* WRITTEN REQUEST: Rewrite all the records below with every "Outline" changed to "Trace" and nothing else altered. Leave the pictures out of your answer.

* DATA:
********
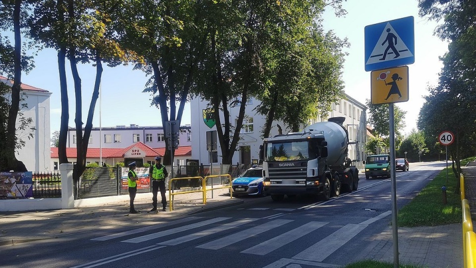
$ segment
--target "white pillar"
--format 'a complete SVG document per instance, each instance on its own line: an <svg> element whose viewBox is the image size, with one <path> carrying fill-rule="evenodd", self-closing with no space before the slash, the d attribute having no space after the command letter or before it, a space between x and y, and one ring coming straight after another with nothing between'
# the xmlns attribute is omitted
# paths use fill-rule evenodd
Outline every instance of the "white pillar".
<svg viewBox="0 0 476 268"><path fill-rule="evenodd" d="M73 164L61 164L60 170L61 172L61 208L73 208Z"/></svg>

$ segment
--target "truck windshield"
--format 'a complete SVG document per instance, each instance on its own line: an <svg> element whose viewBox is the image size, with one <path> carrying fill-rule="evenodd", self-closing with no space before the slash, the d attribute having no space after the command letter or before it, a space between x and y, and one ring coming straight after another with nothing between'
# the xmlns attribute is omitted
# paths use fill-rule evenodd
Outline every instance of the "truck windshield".
<svg viewBox="0 0 476 268"><path fill-rule="evenodd" d="M379 156L367 156L367 164L383 164L388 163L390 160L388 157L384 155Z"/></svg>
<svg viewBox="0 0 476 268"><path fill-rule="evenodd" d="M266 161L291 161L310 158L307 141L269 142L266 144Z"/></svg>

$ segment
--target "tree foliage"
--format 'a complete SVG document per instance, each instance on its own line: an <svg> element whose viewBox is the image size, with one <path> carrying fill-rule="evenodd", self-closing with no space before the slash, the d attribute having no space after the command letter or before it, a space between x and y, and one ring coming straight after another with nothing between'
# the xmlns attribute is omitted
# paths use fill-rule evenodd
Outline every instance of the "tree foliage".
<svg viewBox="0 0 476 268"><path fill-rule="evenodd" d="M390 147L390 126L389 121L388 104L372 104L370 100L367 99L365 105L369 109L369 116L367 123L374 128L375 134L377 137L382 138L387 148ZM405 127L405 115L407 112L402 110L397 106L394 106L394 123L395 124L395 135L396 146L400 143L403 139L403 135L402 131ZM396 148L396 149L398 149Z"/></svg>

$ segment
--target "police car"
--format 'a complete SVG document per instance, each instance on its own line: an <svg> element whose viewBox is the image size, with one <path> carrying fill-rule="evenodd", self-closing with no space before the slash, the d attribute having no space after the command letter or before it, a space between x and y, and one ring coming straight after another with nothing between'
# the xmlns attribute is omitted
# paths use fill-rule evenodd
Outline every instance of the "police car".
<svg viewBox="0 0 476 268"><path fill-rule="evenodd" d="M263 168L254 166L232 181L233 195L266 196L264 186L263 185L264 180Z"/></svg>

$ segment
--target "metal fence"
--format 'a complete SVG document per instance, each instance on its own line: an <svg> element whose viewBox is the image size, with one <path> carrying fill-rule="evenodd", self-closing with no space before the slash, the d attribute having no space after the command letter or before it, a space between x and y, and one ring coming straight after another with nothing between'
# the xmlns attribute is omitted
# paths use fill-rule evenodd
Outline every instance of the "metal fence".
********
* COMPLETE OUTPUT:
$ segment
--target "white pillar"
--format 'a complete SVG document per instance, each instance on its own line: an <svg> element whose viewBox is the image size, with one <path> carrying fill-rule="evenodd", self-closing with no space before the slash, the d attribute having no space after the command letter or before it, a space between x and y, and one ring coming straight after another with nothing between'
# the xmlns attribute is omitted
# paths use fill-rule evenodd
Trace every instance of the "white pillar".
<svg viewBox="0 0 476 268"><path fill-rule="evenodd" d="M73 164L61 164L60 170L61 172L61 208L73 208Z"/></svg>

$ segment
--target "truck windshield"
--format 'a complete SVG document per instance, each instance on its own line: an <svg> element whose viewBox is the image size, with one <path> carrying fill-rule="evenodd", self-closing with no space before the slash, the d attribute having no space after the command letter or before it, a space between x and y, and one ring coming straight after another with nothing between'
# the xmlns attribute is omitted
# paths use fill-rule evenodd
Trace every instance of the "truck windshield".
<svg viewBox="0 0 476 268"><path fill-rule="evenodd" d="M379 156L367 156L367 164L383 164L388 163L390 160L388 157L384 155Z"/></svg>
<svg viewBox="0 0 476 268"><path fill-rule="evenodd" d="M266 161L291 161L310 158L307 141L269 142L266 144Z"/></svg>

$ segment
--target "tree foliage"
--format 'a complete SVG document per instance, each instance on its own line: an <svg> element whose viewBox is the image size, with one <path> carrying fill-rule="evenodd", self-closing with no space before the slash, the d attribute having no space after the command letter or before it, a space between x and y, and one ring coming straight after another with nothing between'
# the xmlns attribute is omitted
# paths use fill-rule evenodd
Trace every instance of the "tree foliage".
<svg viewBox="0 0 476 268"><path fill-rule="evenodd" d="M390 147L390 126L389 121L388 104L372 104L370 100L367 99L365 105L369 109L369 116L367 123L374 128L375 134L377 137L382 138L387 148ZM405 127L405 115L407 112L402 110L397 106L394 106L394 123L395 124L395 135L396 146L400 143L403 139L403 135L402 131ZM396 148L396 149L398 149Z"/></svg>

$ segment
--target "police car"
--format 'a complete SVG document per instance, each instance on its own line: an <svg> element whose viewBox is the image size, with one <path> carrying fill-rule="evenodd", self-closing with no space before the slash, the d attribute having no space after the command letter or before it, a space between x and y, and one ring coming straight after another with nothing between'
# the xmlns attribute is omitted
# paths use fill-rule evenodd
Trace every instance of the "police car".
<svg viewBox="0 0 476 268"><path fill-rule="evenodd" d="M263 168L254 166L232 181L233 195L266 196L264 186L263 185L264 180Z"/></svg>

$ segment
--target "metal fence"
--format 'a complete SVG document per instance, each instance on its own line: an <svg> element whose viewBox is the image size, with one <path> carrying fill-rule="evenodd", self-closing with no space before the slash, the d attribute having no space after the command letter or before it, a space between x and y, and one ring coming straight after another with nothing between'
# the xmlns attribute is omitted
# paths use fill-rule evenodd
Trace every instance of the "metal fence".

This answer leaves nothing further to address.